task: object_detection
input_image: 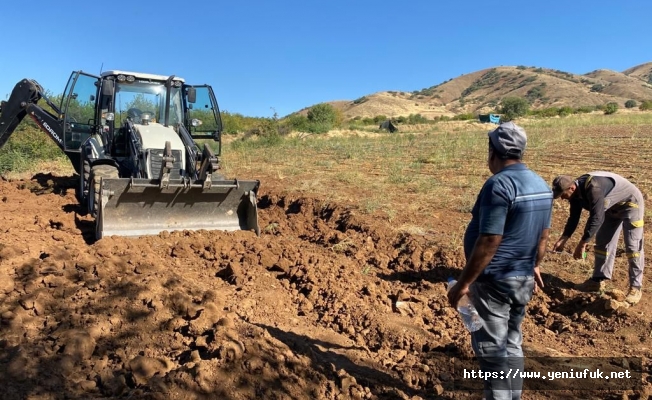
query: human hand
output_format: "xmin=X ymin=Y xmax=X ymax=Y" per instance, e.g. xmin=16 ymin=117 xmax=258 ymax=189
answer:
xmin=533 ymin=266 xmax=545 ymax=293
xmin=448 ymin=282 xmax=469 ymax=308
xmin=552 ymin=236 xmax=568 ymax=252
xmin=573 ymin=242 xmax=586 ymax=260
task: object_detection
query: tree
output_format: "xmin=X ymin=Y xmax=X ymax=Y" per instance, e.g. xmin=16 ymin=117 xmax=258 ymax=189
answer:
xmin=308 ymin=103 xmax=339 ymax=133
xmin=604 ymin=101 xmax=618 ymax=115
xmin=638 ymin=100 xmax=652 ymax=111
xmin=308 ymin=103 xmax=337 ymax=124
xmin=498 ymin=97 xmax=530 ymax=121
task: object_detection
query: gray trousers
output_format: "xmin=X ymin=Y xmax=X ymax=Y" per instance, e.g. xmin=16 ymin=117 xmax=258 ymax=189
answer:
xmin=469 ymin=275 xmax=534 ymax=400
xmin=593 ymin=195 xmax=645 ymax=288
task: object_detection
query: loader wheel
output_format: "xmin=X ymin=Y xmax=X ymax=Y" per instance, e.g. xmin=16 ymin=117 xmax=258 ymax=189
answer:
xmin=88 ymin=165 xmax=119 ymax=218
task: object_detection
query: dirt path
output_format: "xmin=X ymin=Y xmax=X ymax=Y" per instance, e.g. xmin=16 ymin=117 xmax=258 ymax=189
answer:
xmin=0 ymin=175 xmax=652 ymax=400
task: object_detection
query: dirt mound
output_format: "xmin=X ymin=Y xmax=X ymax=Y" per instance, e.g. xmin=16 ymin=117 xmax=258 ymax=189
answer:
xmin=0 ymin=175 xmax=650 ymax=400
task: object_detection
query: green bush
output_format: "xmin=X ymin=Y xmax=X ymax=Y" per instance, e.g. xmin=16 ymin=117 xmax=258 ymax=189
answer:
xmin=638 ymin=100 xmax=652 ymax=111
xmin=558 ymin=106 xmax=575 ymax=117
xmin=591 ymin=83 xmax=604 ymax=92
xmin=0 ymin=125 xmax=66 ymax=173
xmin=625 ymin=100 xmax=638 ymax=108
xmin=498 ymin=97 xmax=530 ymax=121
xmin=452 ymin=113 xmax=477 ymax=121
xmin=283 ymin=114 xmax=310 ymax=132
xmin=574 ymin=106 xmax=595 ymax=114
xmin=604 ymin=101 xmax=618 ymax=115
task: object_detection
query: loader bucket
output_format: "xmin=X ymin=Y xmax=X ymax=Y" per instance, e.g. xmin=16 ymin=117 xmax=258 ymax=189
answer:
xmin=96 ymin=178 xmax=260 ymax=239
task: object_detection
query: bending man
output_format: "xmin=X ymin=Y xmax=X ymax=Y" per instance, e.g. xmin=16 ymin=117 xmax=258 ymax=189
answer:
xmin=552 ymin=171 xmax=645 ymax=304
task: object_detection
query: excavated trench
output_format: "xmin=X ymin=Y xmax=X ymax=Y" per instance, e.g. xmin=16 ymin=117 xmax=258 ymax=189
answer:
xmin=0 ymin=175 xmax=650 ymax=400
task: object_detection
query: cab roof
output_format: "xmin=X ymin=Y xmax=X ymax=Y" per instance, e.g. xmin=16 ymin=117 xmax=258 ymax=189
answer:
xmin=100 ymin=69 xmax=185 ymax=82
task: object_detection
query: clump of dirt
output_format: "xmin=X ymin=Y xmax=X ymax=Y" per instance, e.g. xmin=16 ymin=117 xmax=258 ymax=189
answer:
xmin=0 ymin=176 xmax=651 ymax=400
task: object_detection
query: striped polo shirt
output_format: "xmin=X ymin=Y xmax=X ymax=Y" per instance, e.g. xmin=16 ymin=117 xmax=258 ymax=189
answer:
xmin=464 ymin=163 xmax=553 ymax=281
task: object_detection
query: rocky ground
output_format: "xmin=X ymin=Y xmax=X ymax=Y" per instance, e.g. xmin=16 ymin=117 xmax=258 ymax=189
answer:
xmin=0 ymin=175 xmax=652 ymax=400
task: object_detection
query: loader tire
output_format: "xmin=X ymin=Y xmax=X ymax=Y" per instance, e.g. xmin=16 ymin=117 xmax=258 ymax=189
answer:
xmin=87 ymin=165 xmax=119 ymax=218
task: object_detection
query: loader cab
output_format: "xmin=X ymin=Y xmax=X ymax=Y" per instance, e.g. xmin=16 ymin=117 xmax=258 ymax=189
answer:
xmin=59 ymin=71 xmax=100 ymax=152
xmin=183 ymin=85 xmax=222 ymax=155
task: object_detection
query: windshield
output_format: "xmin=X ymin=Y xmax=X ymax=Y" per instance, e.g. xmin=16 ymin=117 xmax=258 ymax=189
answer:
xmin=115 ymin=82 xmax=183 ymax=125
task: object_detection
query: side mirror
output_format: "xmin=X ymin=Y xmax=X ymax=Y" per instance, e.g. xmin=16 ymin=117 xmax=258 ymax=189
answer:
xmin=102 ymin=80 xmax=113 ymax=96
xmin=188 ymin=87 xmax=197 ymax=103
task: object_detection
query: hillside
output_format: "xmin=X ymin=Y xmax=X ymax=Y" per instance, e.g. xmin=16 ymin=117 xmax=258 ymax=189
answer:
xmin=302 ymin=62 xmax=652 ymax=118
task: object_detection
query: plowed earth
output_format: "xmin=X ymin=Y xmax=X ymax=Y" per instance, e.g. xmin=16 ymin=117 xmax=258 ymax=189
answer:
xmin=0 ymin=175 xmax=652 ymax=400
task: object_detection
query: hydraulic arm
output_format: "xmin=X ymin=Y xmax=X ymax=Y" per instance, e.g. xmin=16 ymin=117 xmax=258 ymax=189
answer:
xmin=0 ymin=79 xmax=64 ymax=150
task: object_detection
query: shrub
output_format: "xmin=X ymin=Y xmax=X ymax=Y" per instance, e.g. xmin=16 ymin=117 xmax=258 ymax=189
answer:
xmin=591 ymin=83 xmax=604 ymax=92
xmin=575 ymin=106 xmax=595 ymax=114
xmin=638 ymin=100 xmax=652 ymax=111
xmin=559 ymin=106 xmax=575 ymax=117
xmin=625 ymin=100 xmax=638 ymax=108
xmin=453 ymin=113 xmax=476 ymax=121
xmin=604 ymin=101 xmax=618 ymax=115
xmin=498 ymin=97 xmax=530 ymax=121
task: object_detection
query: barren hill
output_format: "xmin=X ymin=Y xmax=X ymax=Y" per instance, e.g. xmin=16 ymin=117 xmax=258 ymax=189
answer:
xmin=302 ymin=62 xmax=652 ymax=118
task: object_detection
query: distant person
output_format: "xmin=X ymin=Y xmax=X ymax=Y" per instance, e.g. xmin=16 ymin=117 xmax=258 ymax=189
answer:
xmin=552 ymin=171 xmax=645 ymax=305
xmin=448 ymin=122 xmax=553 ymax=400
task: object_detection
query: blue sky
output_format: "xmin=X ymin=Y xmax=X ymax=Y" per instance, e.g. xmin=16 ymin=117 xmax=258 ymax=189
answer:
xmin=0 ymin=0 xmax=652 ymax=117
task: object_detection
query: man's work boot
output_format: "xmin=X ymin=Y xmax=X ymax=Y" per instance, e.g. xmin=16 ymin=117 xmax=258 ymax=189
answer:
xmin=625 ymin=287 xmax=643 ymax=305
xmin=575 ymin=278 xmax=607 ymax=292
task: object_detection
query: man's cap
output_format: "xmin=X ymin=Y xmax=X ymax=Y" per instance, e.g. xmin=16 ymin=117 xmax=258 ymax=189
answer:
xmin=489 ymin=121 xmax=527 ymax=158
xmin=552 ymin=175 xmax=574 ymax=199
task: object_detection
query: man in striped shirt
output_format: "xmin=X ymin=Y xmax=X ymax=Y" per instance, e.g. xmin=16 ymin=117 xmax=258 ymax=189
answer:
xmin=448 ymin=122 xmax=553 ymax=400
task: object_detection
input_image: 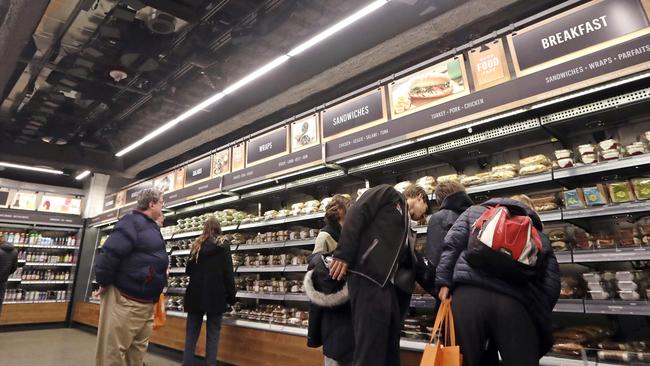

### Exercise objective:
Find every line in the records above that contains the word "striped" and copy each one out.

### Response for this exercise:
query: striped polo shirt
query: man in striped shirt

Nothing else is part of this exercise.